* About this task
If a line of the data below holds the string "area", copy it.

* Input
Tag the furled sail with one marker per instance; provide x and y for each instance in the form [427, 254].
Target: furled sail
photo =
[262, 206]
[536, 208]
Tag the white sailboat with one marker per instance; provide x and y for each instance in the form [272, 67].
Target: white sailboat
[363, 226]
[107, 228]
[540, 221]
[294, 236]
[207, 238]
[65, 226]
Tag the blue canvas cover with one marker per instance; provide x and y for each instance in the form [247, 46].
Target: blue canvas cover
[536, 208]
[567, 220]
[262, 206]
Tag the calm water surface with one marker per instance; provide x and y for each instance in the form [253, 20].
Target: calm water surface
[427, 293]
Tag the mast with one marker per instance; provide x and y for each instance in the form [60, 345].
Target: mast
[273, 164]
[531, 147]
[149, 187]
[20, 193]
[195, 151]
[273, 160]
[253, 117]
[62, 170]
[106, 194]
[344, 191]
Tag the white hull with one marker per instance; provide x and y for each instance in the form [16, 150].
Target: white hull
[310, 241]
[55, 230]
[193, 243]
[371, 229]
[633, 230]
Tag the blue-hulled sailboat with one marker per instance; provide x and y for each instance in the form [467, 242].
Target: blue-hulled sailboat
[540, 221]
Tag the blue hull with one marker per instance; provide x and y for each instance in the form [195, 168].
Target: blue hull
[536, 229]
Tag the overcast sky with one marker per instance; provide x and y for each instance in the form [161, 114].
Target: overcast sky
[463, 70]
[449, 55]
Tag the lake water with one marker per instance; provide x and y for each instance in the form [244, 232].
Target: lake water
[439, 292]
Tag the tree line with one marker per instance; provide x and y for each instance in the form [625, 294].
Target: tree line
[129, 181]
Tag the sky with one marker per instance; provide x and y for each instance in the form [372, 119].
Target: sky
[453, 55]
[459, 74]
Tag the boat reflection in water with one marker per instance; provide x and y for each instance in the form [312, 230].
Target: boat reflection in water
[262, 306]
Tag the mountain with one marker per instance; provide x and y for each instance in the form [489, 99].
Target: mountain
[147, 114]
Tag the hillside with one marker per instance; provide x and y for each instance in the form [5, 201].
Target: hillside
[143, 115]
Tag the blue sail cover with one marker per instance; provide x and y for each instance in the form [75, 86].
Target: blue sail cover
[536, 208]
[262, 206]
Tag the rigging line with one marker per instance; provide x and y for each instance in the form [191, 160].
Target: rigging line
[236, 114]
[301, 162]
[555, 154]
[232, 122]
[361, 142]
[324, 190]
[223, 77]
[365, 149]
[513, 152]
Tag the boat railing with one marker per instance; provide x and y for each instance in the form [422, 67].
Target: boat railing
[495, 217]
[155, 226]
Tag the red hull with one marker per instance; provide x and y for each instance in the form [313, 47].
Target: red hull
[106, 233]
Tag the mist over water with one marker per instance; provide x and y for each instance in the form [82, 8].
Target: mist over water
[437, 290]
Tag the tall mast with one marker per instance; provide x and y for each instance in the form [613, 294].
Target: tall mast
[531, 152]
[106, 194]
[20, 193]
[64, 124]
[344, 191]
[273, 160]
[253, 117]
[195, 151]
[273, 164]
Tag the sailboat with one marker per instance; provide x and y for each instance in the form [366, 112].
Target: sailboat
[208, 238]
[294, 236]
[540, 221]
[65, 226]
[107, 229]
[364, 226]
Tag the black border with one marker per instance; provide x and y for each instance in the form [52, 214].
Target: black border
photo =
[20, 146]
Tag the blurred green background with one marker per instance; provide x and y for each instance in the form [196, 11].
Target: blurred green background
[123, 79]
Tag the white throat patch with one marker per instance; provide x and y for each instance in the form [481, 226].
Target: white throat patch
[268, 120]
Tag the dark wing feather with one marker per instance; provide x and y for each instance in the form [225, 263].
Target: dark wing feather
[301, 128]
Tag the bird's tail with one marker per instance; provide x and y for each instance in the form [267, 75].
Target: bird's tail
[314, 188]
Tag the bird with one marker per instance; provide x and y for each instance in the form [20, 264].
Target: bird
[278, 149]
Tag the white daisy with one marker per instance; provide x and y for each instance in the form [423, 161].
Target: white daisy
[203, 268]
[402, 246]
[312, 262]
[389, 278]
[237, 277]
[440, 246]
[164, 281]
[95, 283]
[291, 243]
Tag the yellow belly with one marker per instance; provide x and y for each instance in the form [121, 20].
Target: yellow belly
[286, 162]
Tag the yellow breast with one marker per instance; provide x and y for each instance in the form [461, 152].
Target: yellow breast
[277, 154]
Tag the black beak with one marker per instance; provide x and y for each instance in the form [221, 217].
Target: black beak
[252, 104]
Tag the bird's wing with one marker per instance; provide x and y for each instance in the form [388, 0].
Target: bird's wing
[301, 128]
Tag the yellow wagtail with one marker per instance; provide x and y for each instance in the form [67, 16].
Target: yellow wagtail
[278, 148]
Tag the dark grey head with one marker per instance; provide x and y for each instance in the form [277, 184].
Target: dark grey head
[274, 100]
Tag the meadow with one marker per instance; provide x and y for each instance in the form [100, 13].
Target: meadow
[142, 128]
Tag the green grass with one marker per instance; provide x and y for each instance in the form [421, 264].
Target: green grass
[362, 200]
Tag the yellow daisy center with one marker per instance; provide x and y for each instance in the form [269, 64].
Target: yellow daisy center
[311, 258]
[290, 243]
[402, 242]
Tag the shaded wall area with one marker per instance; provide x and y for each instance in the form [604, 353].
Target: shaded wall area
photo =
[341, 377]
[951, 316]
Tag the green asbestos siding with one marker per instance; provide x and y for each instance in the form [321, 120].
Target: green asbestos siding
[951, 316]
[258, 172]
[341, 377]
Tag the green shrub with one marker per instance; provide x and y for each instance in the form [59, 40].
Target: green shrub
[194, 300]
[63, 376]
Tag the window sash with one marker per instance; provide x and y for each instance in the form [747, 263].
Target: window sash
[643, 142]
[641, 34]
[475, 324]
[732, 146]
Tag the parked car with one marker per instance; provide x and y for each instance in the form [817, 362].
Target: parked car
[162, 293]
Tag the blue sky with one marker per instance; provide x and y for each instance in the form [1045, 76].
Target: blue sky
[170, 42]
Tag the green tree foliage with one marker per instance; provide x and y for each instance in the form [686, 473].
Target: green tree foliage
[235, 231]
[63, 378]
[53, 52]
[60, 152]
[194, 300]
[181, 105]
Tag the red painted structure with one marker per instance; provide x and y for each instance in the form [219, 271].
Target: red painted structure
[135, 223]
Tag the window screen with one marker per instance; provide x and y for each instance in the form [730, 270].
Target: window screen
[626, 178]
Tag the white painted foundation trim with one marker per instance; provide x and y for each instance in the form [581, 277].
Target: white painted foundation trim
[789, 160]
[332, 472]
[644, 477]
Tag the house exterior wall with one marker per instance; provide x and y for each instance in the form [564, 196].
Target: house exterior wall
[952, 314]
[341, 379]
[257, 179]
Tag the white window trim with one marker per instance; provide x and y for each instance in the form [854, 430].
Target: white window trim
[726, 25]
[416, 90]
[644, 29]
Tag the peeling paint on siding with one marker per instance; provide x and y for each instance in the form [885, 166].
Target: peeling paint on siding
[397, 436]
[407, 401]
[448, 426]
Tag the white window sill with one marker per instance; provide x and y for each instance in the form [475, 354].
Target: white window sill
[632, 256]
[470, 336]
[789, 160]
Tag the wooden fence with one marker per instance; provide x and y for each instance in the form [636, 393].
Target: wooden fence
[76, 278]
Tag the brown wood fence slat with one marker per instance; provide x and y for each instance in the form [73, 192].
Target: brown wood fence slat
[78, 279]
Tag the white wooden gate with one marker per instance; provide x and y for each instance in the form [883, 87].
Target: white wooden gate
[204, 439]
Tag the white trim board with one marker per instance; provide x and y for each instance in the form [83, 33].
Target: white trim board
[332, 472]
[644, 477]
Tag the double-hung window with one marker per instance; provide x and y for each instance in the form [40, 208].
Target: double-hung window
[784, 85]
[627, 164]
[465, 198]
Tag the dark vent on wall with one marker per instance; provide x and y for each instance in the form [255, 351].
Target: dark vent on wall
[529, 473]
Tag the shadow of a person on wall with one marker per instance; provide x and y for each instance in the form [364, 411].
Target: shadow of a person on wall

* Task answer
Tag the shaded wall area with one marker per instance; provide x and y for each instance in the form [604, 353].
Target: shaded wall area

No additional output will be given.